GIVEN TASK: Find every line in the listing below that contains the word "crate", treating uppercase and lowercase as different, and copy each of those lines.

Stored items
════

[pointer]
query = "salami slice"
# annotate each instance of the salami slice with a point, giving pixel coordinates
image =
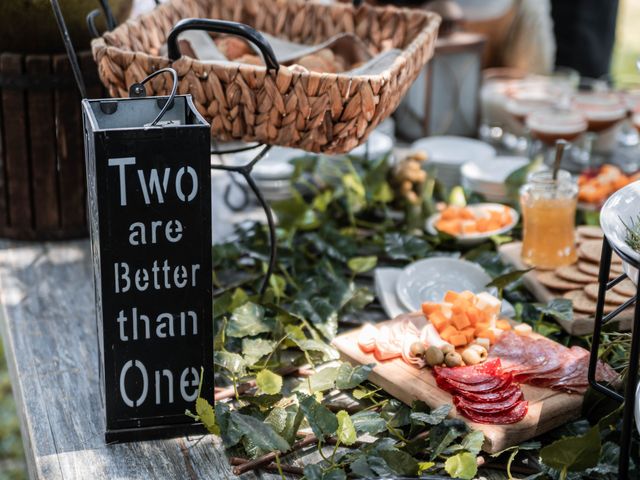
(491, 397)
(497, 382)
(491, 407)
(471, 374)
(513, 415)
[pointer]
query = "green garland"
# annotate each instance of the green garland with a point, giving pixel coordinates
(343, 220)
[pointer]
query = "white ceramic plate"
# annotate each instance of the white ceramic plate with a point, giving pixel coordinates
(622, 207)
(492, 172)
(429, 279)
(476, 238)
(454, 150)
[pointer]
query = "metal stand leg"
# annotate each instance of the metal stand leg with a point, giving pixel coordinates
(629, 394)
(245, 171)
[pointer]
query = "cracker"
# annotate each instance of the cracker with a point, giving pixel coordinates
(591, 250)
(572, 274)
(551, 280)
(593, 269)
(625, 288)
(590, 232)
(584, 304)
(611, 298)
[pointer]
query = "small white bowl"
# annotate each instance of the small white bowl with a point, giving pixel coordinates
(622, 208)
(476, 238)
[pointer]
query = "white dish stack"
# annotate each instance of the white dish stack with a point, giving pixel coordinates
(447, 154)
(488, 178)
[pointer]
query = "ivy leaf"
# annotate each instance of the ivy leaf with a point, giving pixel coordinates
(503, 281)
(574, 453)
(322, 380)
(462, 465)
(443, 434)
(368, 422)
(349, 377)
(362, 264)
(346, 432)
(321, 420)
(405, 247)
(472, 442)
(396, 461)
(254, 349)
(424, 466)
(260, 434)
(558, 308)
(328, 352)
(232, 362)
(434, 418)
(207, 415)
(269, 382)
(248, 320)
(285, 421)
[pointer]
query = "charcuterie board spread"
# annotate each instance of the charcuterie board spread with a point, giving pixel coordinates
(502, 378)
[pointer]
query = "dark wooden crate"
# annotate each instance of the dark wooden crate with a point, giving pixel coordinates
(42, 179)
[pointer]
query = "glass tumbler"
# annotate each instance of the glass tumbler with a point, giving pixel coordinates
(548, 211)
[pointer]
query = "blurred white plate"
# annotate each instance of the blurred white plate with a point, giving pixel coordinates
(623, 207)
(454, 150)
(428, 280)
(475, 238)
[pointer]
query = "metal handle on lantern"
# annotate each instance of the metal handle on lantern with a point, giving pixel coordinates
(222, 26)
(108, 14)
(137, 90)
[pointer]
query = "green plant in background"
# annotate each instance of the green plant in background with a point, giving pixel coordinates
(344, 220)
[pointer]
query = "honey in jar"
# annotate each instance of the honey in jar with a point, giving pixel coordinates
(548, 214)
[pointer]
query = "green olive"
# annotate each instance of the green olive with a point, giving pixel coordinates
(453, 359)
(471, 356)
(434, 356)
(447, 348)
(417, 349)
(481, 351)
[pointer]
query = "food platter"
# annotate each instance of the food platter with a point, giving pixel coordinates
(547, 408)
(480, 212)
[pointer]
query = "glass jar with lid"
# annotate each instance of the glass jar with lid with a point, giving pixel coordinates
(548, 212)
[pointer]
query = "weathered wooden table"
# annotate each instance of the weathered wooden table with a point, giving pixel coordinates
(49, 331)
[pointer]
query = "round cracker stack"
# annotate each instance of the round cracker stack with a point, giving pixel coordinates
(611, 298)
(571, 273)
(583, 304)
(590, 232)
(550, 280)
(591, 250)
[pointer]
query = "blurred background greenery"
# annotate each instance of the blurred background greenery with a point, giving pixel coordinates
(623, 70)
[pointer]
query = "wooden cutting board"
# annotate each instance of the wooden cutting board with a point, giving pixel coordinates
(582, 324)
(548, 409)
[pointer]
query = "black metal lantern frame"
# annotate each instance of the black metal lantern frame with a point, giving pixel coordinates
(216, 26)
(632, 376)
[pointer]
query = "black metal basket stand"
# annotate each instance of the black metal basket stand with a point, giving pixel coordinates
(632, 376)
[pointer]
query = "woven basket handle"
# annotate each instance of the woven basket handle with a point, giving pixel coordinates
(222, 26)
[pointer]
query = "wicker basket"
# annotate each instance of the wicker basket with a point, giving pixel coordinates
(330, 113)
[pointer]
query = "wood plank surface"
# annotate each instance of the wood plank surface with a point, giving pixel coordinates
(548, 409)
(581, 324)
(48, 328)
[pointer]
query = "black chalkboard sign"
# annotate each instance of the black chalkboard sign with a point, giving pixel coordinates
(150, 215)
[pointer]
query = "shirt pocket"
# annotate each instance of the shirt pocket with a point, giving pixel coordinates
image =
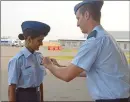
(43, 69)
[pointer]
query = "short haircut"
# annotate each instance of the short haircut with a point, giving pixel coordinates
(93, 9)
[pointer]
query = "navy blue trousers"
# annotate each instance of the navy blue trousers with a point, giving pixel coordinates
(27, 96)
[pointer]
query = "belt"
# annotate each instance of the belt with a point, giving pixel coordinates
(114, 100)
(30, 89)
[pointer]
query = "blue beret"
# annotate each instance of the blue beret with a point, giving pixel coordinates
(97, 3)
(40, 27)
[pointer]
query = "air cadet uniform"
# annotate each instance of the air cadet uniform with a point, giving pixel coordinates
(26, 70)
(105, 65)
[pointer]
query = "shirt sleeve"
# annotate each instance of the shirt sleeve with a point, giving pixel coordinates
(13, 72)
(40, 60)
(87, 54)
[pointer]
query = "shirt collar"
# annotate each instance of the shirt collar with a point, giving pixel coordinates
(93, 33)
(26, 52)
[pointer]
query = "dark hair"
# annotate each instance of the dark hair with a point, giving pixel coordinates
(93, 9)
(30, 32)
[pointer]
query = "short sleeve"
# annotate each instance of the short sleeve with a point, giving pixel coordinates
(87, 54)
(13, 71)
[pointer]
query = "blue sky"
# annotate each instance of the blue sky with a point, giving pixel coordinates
(60, 16)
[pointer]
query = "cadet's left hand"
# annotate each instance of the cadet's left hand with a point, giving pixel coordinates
(47, 62)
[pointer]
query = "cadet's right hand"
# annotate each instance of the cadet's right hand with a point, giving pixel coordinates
(54, 61)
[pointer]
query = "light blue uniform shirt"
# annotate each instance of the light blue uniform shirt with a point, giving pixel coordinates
(106, 66)
(26, 69)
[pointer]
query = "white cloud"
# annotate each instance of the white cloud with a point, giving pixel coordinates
(60, 16)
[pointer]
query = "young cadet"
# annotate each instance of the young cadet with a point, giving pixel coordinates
(100, 57)
(25, 69)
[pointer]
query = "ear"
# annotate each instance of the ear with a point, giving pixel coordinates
(29, 39)
(87, 15)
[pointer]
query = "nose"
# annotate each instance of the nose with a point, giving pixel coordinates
(41, 43)
(77, 24)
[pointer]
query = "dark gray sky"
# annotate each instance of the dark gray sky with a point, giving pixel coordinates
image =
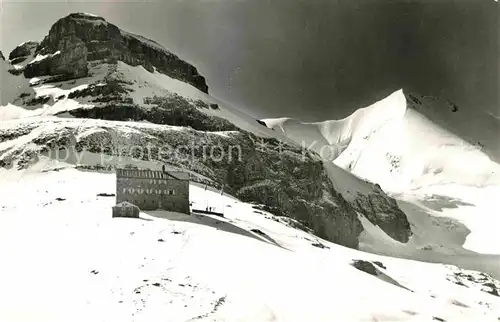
(312, 59)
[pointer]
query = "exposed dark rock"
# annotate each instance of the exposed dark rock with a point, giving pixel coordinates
(320, 245)
(384, 212)
(365, 266)
(21, 52)
(282, 181)
(81, 38)
(105, 194)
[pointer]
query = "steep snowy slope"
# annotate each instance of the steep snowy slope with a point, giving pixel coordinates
(68, 260)
(80, 72)
(407, 149)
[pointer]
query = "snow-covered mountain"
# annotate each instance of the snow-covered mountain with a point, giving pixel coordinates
(90, 97)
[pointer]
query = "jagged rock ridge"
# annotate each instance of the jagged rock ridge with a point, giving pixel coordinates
(79, 38)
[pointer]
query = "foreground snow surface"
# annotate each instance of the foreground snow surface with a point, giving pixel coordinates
(65, 259)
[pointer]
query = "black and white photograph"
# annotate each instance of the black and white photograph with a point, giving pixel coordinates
(249, 160)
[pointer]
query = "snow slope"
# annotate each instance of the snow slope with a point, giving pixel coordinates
(65, 259)
(407, 149)
(447, 186)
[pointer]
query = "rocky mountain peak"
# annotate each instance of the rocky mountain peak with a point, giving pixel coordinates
(79, 38)
(22, 52)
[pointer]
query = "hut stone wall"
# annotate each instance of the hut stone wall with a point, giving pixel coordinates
(152, 190)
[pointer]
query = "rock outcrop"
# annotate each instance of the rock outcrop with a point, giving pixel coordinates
(281, 181)
(81, 38)
(383, 211)
(22, 52)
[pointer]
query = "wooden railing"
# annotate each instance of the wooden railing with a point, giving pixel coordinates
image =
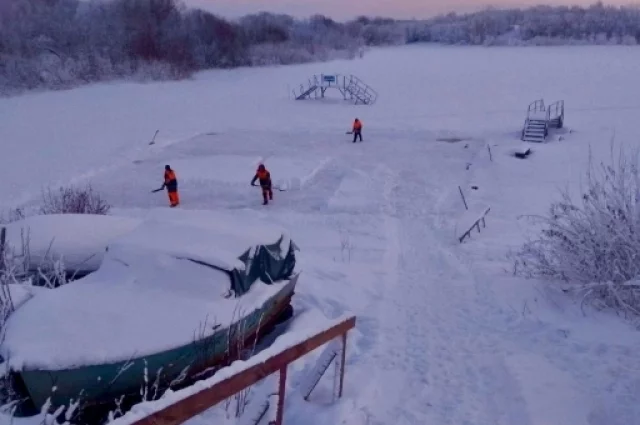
(195, 404)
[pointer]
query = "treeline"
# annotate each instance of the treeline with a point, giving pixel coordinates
(541, 25)
(63, 43)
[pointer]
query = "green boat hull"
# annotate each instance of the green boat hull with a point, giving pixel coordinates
(103, 384)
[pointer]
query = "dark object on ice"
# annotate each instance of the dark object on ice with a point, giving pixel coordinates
(523, 153)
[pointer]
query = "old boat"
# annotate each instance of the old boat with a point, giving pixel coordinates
(169, 301)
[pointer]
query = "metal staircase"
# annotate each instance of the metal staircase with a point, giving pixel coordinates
(540, 119)
(350, 86)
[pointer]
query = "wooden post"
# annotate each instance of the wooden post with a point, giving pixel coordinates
(343, 358)
(463, 200)
(3, 237)
(281, 390)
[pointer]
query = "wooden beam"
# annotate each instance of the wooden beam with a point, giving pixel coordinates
(343, 359)
(197, 403)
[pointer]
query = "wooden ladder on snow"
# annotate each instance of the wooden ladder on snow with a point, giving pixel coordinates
(540, 119)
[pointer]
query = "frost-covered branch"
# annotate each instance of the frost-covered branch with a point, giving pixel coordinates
(593, 243)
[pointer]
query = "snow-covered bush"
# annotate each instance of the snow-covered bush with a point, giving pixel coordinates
(592, 244)
(71, 200)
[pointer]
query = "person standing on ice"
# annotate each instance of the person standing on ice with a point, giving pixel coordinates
(171, 183)
(264, 177)
(357, 130)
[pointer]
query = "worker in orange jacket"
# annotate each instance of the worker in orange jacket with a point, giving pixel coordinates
(357, 130)
(171, 183)
(264, 177)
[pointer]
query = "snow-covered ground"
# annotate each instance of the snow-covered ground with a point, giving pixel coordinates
(446, 334)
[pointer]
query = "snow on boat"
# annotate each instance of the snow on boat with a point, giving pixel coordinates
(167, 302)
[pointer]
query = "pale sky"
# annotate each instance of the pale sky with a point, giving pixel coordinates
(346, 9)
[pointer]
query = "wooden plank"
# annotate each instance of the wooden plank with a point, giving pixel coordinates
(343, 359)
(3, 237)
(197, 403)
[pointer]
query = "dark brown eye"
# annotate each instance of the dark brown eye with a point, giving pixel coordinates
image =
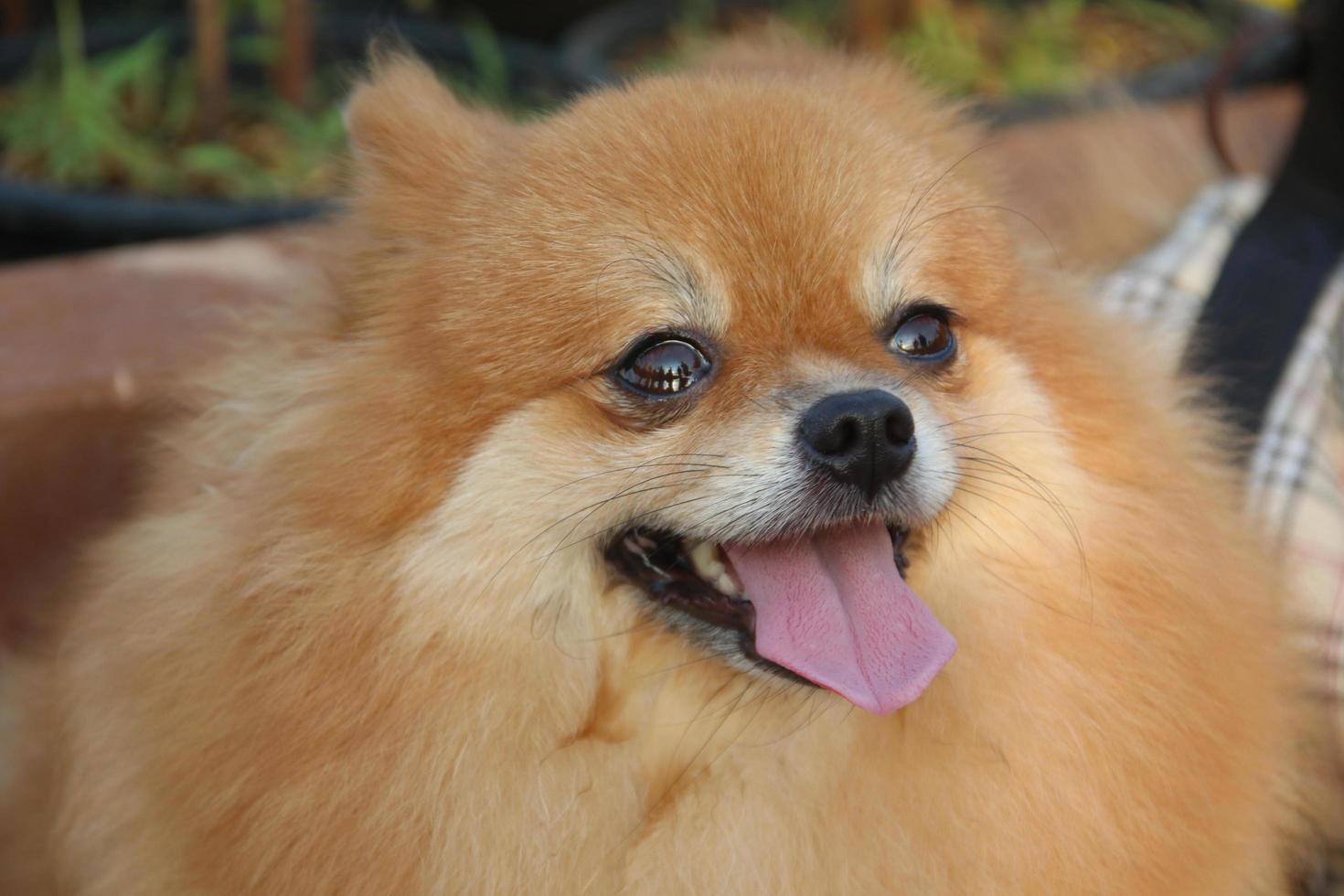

════

RESULT OF THE TASK:
query = "dark wooden crate"
# annotate each instance of the dark wooden crate with a point, giving pixel coordinates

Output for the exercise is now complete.